How To Foster Collaboration On Teams

How To Foster Collaboration On Teams

As the world grows increasingly more complex, so will its challenges—both globally and for any given organization. To solve bigger and more complex problems, you need a bigger and more complex team. And to do that, you will need to foster collaboration in the workplace. But the enhanced need for collaboration brings a paradox.

According to a recent study summarized in Harvard Business Review, team success requires teams to be larger, more diverse, more virtual and more specialized. But those same four characteristics make it hard for teams to get anything done. Increased diversity, in and of itself, can bring more and better ideas—but it can also bring more friction as people fight for their own ideas or more stagnation as people decide to work in their own way and not collaborate with people who work differently.

Larger teams need more collaboration, but their very size and composition makes it harder. In this article, we’ll outline 5 ways to foster collaboration on teams—no matter how large or diverse those teams are.

========================================================================

_Request 1_
Reproduce the records verbatim, from the first line of the records through the line containing "(769, 347), (1021, 642)", with both ends included.
_Request 2_
Extend the article on fostering collaboration on teams, picking up right after its final sentence.

_Dataset records_
========================================================================

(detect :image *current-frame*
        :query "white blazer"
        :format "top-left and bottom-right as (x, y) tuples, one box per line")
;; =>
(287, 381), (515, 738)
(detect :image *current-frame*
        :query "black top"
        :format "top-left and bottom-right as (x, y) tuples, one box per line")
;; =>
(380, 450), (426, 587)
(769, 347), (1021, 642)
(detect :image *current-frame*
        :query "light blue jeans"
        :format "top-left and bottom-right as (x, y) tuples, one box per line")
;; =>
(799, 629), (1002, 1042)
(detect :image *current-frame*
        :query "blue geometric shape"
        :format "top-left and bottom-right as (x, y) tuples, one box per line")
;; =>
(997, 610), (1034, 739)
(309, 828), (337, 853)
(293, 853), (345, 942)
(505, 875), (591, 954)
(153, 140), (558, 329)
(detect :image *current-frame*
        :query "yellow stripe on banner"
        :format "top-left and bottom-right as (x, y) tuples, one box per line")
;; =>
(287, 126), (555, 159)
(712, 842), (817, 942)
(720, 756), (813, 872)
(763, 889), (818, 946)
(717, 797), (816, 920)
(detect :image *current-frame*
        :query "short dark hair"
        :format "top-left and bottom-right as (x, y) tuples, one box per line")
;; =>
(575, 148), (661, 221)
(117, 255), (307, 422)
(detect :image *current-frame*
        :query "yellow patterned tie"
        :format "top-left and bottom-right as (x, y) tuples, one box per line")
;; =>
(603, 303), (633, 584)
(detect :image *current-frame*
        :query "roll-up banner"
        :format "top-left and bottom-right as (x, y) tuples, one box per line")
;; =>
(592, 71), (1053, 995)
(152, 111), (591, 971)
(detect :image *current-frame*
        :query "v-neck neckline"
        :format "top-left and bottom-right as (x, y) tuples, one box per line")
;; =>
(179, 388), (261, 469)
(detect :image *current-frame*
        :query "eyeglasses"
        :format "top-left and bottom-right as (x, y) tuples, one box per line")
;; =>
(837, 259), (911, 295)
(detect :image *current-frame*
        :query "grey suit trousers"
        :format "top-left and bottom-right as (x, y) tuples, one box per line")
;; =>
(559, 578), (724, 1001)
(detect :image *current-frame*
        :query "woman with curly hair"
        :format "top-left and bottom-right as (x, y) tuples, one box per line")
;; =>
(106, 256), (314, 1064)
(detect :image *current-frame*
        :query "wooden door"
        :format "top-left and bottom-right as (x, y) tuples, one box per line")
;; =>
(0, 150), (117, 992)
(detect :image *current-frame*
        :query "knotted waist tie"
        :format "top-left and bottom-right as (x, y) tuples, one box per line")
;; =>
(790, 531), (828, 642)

========================================================================

_Written response 1_
(detect :image *current-frame*
        :query "white blazer"
        :format "top-left and bottom-right as (x, y) tuples, one box per line")
;; =>
(287, 381), (515, 738)
(detect :image *current-frame*
        :query "black top"
        :format "top-left and bottom-right as (x, y) tuples, one box per line")
;; =>
(380, 450), (426, 587)
(769, 347), (1021, 642)

_Written response 2_
Make Priorities Clear

The first way to foster collaboration on teams is to make priorities clear. For many employees, it’s surprisingly unclear exactly what the key tasks and objectives are. Especially for those working on matrixed teams, it can become really difficult to decide how best to spend their time each day. They need clarity, and especially need clarity to know who they need to connect with in order to achieve those key objectives. When new tasks come in or when changes are required, that’s when it’s most important to help the whole team refocus by outlining how priorities have been reordered (or stay focused by explaining that they haven’t). Beyond helping individuals know their own priorities, making them clear helps teammates know what each other are focused on in order to better offer them help.

Hold Huddles

The second way to foster collaboration on teams is to hold huddles. Huddles refers to the regular cycle of coordination meetings on your team—or starting that regular cycle if you’re not. Huddles aren’t long, agenda-driven meetings where everyone delivers slide deck laden monologues. Instead, they’re quick but frequent meetings where teammates take turns stating what they’ve completed, where they’re focused now, and where they need help. In some cases, huddles don’t even need to be a synchronous meeting (especially if you’re team already has too many meetings). The important thing for collaboration is that everyone on the team is aware of what others are working on and kept updated on any changes that have happened since the last time they huddled. They know how their work fits into the larger team objectives, and they know where they can best assist their teammate’s work.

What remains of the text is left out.